══ Rows ══

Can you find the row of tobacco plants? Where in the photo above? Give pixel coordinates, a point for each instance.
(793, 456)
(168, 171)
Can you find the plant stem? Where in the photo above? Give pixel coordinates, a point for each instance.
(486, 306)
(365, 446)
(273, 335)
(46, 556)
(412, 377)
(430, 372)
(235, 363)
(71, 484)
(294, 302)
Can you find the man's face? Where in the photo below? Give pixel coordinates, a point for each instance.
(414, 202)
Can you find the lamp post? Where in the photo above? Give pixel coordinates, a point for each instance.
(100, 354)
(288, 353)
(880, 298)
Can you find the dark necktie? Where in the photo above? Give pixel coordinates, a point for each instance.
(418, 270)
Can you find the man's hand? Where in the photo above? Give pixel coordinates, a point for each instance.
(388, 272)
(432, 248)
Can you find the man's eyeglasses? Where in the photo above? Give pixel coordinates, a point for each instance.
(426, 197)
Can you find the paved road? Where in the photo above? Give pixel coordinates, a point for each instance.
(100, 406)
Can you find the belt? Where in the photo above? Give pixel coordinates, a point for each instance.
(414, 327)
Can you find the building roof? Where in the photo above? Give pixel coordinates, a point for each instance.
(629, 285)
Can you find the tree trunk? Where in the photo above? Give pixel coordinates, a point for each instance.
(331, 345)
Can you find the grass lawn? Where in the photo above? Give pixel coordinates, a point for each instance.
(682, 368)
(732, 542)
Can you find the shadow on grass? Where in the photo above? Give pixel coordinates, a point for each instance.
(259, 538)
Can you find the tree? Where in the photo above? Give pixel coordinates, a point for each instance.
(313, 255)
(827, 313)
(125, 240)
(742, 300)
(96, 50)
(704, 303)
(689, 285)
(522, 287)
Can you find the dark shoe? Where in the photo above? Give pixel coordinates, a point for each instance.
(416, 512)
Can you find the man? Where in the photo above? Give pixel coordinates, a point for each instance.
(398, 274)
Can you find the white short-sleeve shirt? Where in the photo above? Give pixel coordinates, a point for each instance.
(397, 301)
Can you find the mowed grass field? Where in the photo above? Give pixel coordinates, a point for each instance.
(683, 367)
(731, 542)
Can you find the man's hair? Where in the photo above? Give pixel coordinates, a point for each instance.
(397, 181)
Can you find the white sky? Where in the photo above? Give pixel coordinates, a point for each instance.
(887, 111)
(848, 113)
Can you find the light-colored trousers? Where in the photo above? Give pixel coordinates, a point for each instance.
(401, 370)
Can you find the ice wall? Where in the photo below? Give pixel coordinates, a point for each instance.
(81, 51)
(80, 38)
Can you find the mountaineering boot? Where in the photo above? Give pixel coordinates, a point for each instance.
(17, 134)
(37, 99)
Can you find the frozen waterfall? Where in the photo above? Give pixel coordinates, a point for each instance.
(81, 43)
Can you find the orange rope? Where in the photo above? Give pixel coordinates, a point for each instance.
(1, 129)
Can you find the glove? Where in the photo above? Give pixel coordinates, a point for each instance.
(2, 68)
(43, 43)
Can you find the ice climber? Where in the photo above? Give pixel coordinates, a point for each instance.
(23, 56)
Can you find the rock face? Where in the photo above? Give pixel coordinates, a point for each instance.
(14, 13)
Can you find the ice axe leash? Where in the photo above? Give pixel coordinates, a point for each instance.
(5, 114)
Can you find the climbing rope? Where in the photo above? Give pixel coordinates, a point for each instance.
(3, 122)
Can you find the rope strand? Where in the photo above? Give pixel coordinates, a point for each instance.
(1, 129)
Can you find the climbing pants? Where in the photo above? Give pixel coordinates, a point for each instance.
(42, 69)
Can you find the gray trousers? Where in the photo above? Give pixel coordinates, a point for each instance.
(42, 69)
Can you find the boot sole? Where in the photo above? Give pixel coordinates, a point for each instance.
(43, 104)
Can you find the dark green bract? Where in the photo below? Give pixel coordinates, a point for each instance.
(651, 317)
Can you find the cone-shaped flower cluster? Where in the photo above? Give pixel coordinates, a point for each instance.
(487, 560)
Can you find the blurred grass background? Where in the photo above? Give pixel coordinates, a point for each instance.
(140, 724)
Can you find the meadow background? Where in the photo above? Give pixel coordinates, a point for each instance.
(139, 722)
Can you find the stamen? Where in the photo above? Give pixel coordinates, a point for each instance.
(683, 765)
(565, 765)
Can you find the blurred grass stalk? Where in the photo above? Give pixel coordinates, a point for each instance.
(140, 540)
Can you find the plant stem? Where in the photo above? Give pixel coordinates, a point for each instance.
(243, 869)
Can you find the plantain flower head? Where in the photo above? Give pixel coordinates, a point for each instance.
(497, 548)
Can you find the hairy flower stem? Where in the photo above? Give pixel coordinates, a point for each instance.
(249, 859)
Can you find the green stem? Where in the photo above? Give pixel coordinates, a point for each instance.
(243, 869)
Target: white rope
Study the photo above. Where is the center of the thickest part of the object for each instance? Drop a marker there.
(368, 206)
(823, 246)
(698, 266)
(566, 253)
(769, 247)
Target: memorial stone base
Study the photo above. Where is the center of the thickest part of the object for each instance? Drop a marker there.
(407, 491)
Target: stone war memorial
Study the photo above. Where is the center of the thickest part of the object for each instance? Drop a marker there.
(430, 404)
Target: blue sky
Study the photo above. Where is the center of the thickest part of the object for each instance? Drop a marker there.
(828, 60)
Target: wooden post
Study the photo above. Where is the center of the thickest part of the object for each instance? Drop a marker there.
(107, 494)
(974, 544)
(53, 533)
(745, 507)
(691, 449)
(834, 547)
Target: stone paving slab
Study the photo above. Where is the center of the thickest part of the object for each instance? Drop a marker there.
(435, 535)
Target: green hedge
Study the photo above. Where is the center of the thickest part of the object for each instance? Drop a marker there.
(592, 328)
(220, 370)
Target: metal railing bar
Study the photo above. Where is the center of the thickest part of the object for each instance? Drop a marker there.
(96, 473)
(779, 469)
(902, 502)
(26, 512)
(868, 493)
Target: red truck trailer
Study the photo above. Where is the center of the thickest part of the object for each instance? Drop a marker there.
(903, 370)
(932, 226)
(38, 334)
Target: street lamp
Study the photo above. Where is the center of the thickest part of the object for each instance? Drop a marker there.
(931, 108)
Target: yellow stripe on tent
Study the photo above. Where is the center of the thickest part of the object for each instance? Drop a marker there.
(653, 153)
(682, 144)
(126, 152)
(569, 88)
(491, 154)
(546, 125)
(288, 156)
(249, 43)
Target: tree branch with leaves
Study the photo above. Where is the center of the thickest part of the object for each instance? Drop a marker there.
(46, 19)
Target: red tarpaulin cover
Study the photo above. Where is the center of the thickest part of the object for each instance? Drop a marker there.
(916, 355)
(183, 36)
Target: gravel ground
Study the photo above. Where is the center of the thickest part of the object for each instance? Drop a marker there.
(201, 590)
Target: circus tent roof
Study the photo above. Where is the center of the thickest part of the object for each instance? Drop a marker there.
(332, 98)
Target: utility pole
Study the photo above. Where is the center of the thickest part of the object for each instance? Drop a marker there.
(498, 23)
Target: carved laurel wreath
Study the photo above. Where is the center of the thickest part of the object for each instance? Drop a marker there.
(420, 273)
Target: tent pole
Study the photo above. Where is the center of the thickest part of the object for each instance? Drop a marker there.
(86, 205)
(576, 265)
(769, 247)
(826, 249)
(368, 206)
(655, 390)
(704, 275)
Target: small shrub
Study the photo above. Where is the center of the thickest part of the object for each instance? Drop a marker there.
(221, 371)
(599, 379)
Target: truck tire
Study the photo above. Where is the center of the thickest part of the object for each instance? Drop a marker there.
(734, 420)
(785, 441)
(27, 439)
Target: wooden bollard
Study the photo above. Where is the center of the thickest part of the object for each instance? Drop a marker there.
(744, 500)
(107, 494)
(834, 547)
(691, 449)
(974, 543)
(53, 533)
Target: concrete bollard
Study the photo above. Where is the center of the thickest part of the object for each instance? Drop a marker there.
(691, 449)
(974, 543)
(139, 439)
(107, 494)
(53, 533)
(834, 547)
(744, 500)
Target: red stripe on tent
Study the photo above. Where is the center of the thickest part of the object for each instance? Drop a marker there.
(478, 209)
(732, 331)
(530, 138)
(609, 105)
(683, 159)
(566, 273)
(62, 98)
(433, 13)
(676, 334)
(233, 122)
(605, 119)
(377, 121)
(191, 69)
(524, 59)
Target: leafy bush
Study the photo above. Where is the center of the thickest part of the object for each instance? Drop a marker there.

═══

- [Written request]:
Output exactly the lines from the one containing "Target: truck tire" through the last line of the entries, both ends included.

- [Response to the task]:
Target: truck tire
Study the photo above. Where is the center of the thickest part of the object for each instance? Drop a marker there.
(734, 420)
(785, 441)
(27, 439)
Target: wooden bollard
Study the photo above. Where is the center of the thickest part of the object for each instance? Drop a marker there.
(744, 500)
(107, 494)
(834, 547)
(691, 449)
(974, 543)
(53, 533)
Target: concrete bollard
Study the photo above. Where is the center of the thickest part of the object for each instance? Drop a marker there.
(691, 449)
(974, 543)
(139, 439)
(107, 494)
(53, 533)
(834, 547)
(744, 500)
Target: red stripe on tent
Study the photo above. Where is the center of the thickest part of the object for each instance? Drop a marker there.
(478, 209)
(732, 331)
(530, 138)
(609, 105)
(683, 159)
(566, 273)
(62, 98)
(433, 13)
(676, 334)
(233, 122)
(605, 119)
(377, 121)
(191, 69)
(524, 59)
Target: leafy bush
Study the photo above. Where is the center of the thickest part of the object for each instance? Drop a marker there.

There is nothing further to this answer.